-------- DATA ENTRIES
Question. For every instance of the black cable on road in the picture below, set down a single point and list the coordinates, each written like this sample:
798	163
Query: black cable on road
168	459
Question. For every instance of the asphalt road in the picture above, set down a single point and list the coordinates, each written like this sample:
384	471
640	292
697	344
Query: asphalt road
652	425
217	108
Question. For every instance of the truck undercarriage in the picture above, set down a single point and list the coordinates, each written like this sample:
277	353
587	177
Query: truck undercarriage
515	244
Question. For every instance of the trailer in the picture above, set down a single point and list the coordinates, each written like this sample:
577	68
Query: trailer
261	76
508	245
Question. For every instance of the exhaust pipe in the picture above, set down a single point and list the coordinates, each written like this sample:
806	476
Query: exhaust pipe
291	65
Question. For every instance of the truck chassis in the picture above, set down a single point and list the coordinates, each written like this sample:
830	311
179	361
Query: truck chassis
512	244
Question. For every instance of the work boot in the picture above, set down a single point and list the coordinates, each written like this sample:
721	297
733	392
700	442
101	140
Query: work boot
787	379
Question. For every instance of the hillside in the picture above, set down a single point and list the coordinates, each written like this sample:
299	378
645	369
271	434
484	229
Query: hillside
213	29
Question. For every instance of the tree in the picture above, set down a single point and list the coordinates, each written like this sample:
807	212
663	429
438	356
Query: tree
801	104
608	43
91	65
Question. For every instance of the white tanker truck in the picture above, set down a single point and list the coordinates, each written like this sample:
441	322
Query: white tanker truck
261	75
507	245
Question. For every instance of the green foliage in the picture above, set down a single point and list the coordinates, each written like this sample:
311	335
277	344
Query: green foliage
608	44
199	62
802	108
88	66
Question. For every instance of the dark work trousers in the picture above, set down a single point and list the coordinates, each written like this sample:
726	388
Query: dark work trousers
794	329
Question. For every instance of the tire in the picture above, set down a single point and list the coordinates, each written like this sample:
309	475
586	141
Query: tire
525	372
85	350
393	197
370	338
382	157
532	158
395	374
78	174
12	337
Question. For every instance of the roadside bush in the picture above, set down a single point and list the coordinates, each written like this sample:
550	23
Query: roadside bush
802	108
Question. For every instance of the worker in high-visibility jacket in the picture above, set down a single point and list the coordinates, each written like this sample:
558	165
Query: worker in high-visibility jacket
----------------
* [THE TASK] Present all of the lines above as a numbered list, omitting any blank lines.

* [ANSWER FOR THIS EXERCISE]
1. Question. For every instance of the black cable on road in the picture below, set down a single point and list the coordinates, each written like this sample:
2. 798	163
3. Query: black cable on road
4. 168	459
5. Question. For every instance of the asphalt road in the picture above, set down a single point and list the coordinates, each written like this sample:
6. 384	471
7. 640	292
8. 697	344
9. Query: asphalt road
10. 652	425
11. 217	108
12. Question. For every instance of the truck undercarriage in the picture above, set down a single point and list the coordinates, each written like this sample:
13. 277	353
14. 587	177
15. Query: truck undercarriage
16. 515	244
17. Question. For every instance of the trailer in the picture above, set down a single point and list the coordinates, each written like this sample:
18. 577	68
19. Query: trailer
20. 261	76
21. 508	245
22. Question. For every instance of the exhaust pipe in the picture above, set down a single point and list the coordinates, each written like this sample:
23. 806	476
24. Query: exhaust pipe
25. 291	65
26. Question. For every instance of the truck chassis in the picture above, set down a single point and list the coordinates, each written like this sample:
27. 830	311
28. 179	361
29. Query: truck chassis
30. 512	244
31. Question. For every instance of the work boot in the picture above, set down a single point and list the coordinates, each written like this sample:
32. 721	297
33. 733	392
34. 700	442
35. 101	140
36. Query: work boot
37. 787	379
38. Question. For every instance of the hillside in the picture above, set down a single point and list the coordinates, each written like this sample:
39. 299	378
40. 645	369
41. 271	434
42. 484	229
43. Query: hillside
44. 213	29
45. Question. For every instance of the tree in the picture above, set down a single point and list the coordinates, each written like this sample:
46. 807	212
47. 663	429
48. 438	356
49. Query: tree
50. 801	104
51. 608	43
52. 91	65
53. Question. For every instance of the white tanker truck in the picture above, set down a single point and list the coordinates, each written like this sample:
54. 441	322
55. Query: white tanker truck
56. 261	75
57. 507	245
58. Question. For every instance of the green foliage in the picture above, set down a single point and list the coordinates, each written like this sample:
59. 311	335
60. 277	344
61. Query: green foliage
62. 608	44
63. 199	62
64. 802	108
65. 88	66
66. Question. For every instance of the dark work trousers in the picture above, set down a single point and list the coordinates, each written like this sample:
67. 726	388
68. Query: dark work trousers
69. 794	329
70. Question. For every instance of the tire in the picture above, set down a single point and list the coordinates, each written like this sample:
71. 309	475
72. 586	141
73. Query: tire
74. 525	372
75. 85	350
76. 393	197
77. 370	338
78. 382	157
79. 532	158
80. 395	374
81. 78	174
82. 12	337
83. Question. For every instance of the roadside bush in the picture above, set down a single point and list the coordinates, each written like this sample:
84. 550	23
85. Query: roadside bush
86. 802	108
87. Question. For every instance of the worker in high-visibility jacket in the picture above, set down a single point and list the coordinates, each written like this sample:
88. 558	165
89. Query: worker in high-visibility jacket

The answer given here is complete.